***** INFORMATION GIVEN

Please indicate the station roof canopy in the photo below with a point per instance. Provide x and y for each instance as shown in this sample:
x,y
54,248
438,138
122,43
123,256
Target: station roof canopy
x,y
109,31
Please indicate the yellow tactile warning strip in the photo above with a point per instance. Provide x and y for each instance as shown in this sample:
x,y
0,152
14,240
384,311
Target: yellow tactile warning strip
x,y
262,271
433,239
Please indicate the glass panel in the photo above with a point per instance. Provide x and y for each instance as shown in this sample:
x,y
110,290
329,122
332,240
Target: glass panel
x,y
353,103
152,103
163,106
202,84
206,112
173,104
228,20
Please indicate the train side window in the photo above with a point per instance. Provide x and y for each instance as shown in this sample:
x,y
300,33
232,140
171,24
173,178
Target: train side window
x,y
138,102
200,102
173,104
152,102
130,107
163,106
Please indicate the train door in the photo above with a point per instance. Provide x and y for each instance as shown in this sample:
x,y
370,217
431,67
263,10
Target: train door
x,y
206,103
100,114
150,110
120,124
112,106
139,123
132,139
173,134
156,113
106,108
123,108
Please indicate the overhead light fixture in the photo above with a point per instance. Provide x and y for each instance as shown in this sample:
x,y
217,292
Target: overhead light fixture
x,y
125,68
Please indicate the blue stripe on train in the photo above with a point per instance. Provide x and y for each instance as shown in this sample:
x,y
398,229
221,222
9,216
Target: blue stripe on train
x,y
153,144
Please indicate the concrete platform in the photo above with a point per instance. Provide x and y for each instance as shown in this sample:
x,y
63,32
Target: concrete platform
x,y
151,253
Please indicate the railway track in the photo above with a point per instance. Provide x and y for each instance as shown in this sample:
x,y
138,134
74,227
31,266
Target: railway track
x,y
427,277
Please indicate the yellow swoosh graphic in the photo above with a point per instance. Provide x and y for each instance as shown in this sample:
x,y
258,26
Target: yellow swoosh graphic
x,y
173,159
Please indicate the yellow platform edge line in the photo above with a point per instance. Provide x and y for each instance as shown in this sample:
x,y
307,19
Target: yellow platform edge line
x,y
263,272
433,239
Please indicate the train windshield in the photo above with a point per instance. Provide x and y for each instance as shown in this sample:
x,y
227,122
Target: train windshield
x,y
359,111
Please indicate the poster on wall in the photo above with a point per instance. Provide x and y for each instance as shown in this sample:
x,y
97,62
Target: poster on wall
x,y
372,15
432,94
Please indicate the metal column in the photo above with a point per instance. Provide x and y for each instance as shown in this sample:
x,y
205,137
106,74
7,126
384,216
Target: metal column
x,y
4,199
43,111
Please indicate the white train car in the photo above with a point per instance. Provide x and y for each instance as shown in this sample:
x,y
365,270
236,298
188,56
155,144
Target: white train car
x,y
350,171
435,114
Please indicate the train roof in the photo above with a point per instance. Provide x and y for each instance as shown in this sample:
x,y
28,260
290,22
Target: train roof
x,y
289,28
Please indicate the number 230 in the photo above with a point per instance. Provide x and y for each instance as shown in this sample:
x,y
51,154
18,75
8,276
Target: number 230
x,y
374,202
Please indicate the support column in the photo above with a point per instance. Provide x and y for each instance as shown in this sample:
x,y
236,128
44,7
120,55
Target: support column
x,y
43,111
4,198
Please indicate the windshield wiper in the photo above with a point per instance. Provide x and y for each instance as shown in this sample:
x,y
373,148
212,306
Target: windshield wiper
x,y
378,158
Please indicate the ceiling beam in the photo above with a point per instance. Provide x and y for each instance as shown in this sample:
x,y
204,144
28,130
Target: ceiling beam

**********

## TASK REQUIREMENTS:
Retype every entry word for word.

## WRITTEN REPLY:
Please indicate the station roof canopy in the photo below with a point per instance. Provide x and y for each instance as shown in this sample:
x,y
54,248
438,138
122,43
123,256
Target: station roof canopy
x,y
109,31
Please indicate the yellow tactile warning strip in the photo above with a point per instance. Provide x and y for each instance as shown in this sample:
x,y
0,152
14,240
384,311
Target: yellow tactile warning strip
x,y
262,271
433,239
Please indicate the glass panel in the photo above with a point per instance. Provide x and y for each instance as shown in this sample:
x,y
110,290
329,122
332,240
Target: glass panel
x,y
353,103
152,103
163,106
202,84
206,112
173,104
228,20
Please indicate the train side window in the photo above with a point per instance. Provide x and y for each instance as shown in this sample:
x,y
300,33
232,140
171,24
173,178
Target: train side window
x,y
138,102
200,102
173,104
152,102
130,107
163,106
Please indicate the train door in the photo above with a point per instance. Provide x and y for each instance as shown in this sample:
x,y
370,217
431,67
263,10
Target: train door
x,y
206,103
100,114
150,110
120,124
112,106
139,123
132,139
173,134
156,113
106,108
123,108
Please indicate the overhead light fixture in the photo above with a point per instance. Provide x and y for each instance as shown in this sample:
x,y
217,292
Target: overhead light fixture
x,y
125,68
Please indicate the blue stripe on train in the photo above with a point per instance. Provide x and y for each instance as shown in this sample:
x,y
398,229
221,222
9,216
Target: blue stripe on train
x,y
153,144
Please indicate the concrete platform in the photo above with a point per instance. Provide x and y for each instance as shown in this sample:
x,y
63,32
Target: concrete platform
x,y
151,253
Please indicate the railway track in the photo above with a point per instance. Provide x and y for each instance as shown in this sample:
x,y
138,134
74,227
31,266
Target: railway track
x,y
427,277
Please indicate the yellow swoosh graphic in the photo above with a point per instance. Provide x and y for each instance as shown in this sample:
x,y
258,26
Target: yellow swoosh graphic
x,y
173,159
Please indicate the yellow platform edge line in the photo above with a point per instance. Provide x and y for each instance as shown in this sample:
x,y
307,19
Target: yellow platform edge line
x,y
263,272
433,239
Please indicate the train windshield in the photo above with a point per instance. Provide x and y for each instance as shown in this sample:
x,y
227,122
Target: train windshield
x,y
359,111
Please indicate the poster on wall in the photo above with a point per instance. Provide x and y for each instance as shown in this sample:
x,y
97,62
Target: poster on wall
x,y
372,15
432,94
Please indicate the metal column in the photo above with a point per instance. Provide x and y for each instance as shown in this sample:
x,y
205,137
106,74
7,126
384,216
Target: metal column
x,y
4,199
43,111
Please indicate the white train car in the photo above with a point per instance. Provide x and y for each instance as shown in this sample:
x,y
365,270
236,298
188,56
155,144
Target: white train car
x,y
350,171
435,114
Please indicate the train roof in the photo above with a point per instance. Provide x and y for each instance as shown in this sample:
x,y
28,260
290,22
Target: train roof
x,y
289,28
Please indicate the number 230 in the photo above with a point per instance. Provide x and y for each instance as shown in this sample:
x,y
51,154
18,75
8,276
Target: number 230
x,y
374,202
Please indicate the support column in the photo above with a point per instance. Provide x and y for each instance as shown in this sample:
x,y
236,128
44,7
120,55
Target: support column
x,y
43,111
4,198
Please indicate the windshield wiper in the photo above with a point per instance. Provide x and y for each instance as shown in this sample:
x,y
373,148
212,306
Target: windshield wiper
x,y
378,158
Please indicate the ceiling beam in the photo above with a point per instance. Provide x and y for each instance as shown in this sample:
x,y
204,144
28,130
Target: ceiling beam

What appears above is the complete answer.